+++ Material for the task

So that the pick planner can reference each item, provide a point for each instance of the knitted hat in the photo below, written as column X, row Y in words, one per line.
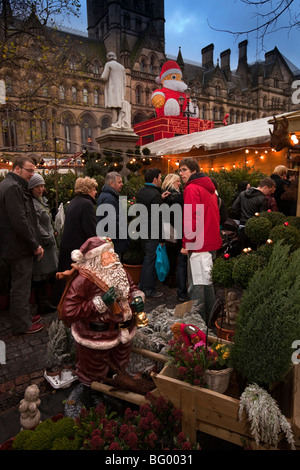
column 35, row 180
column 92, row 247
column 169, row 67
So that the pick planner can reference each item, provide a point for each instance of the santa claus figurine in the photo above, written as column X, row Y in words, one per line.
column 101, row 305
column 165, row 100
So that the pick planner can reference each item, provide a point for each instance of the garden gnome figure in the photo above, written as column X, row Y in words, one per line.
column 114, row 77
column 30, row 415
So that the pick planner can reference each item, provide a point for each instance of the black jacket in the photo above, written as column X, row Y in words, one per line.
column 111, row 196
column 80, row 224
column 248, row 203
column 281, row 185
column 19, row 235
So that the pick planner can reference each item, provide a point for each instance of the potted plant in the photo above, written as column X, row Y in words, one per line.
column 257, row 229
column 289, row 234
column 269, row 319
column 266, row 420
column 154, row 426
column 201, row 365
column 60, row 355
column 221, row 274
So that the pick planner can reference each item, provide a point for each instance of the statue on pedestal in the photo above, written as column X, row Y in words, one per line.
column 114, row 77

++++++

- **What needs to be done**
Please reproduce all of the records above word for word, leaving the pictures out.

- **Correct output**
So that the pick planner can reference each item, provide a point for each instance of the knitted hat in the photo below, written as column X, row Y in words, one per line.
column 35, row 180
column 92, row 247
column 169, row 67
So that the pick planner can reference each item, provide a point for each instance of the santa claus figurine in the photo above, written as column X, row Y in words, one per line.
column 101, row 305
column 165, row 100
So that the pick planner can reference each item, provide a point for each instance of the garden gnome figure in the photo above, written as column X, row Y in words, one per line.
column 114, row 77
column 30, row 415
So that the pick planner can reference each item, provide a point for each instance of the black jacket in the photo above, written as column X, row Y in words, one per line.
column 111, row 196
column 80, row 224
column 248, row 203
column 281, row 185
column 19, row 235
So that the pick planner can reference each item, provide a point for each instance of the potted plant in the photo above, written as column X, row Y in words, one per line.
column 257, row 229
column 289, row 234
column 269, row 319
column 266, row 420
column 154, row 426
column 201, row 365
column 60, row 355
column 221, row 274
So that the pick planner can reference each item, provide a point for each instance of the statue on pedestal in the photo above, written as column X, row Y in words, one per line.
column 114, row 77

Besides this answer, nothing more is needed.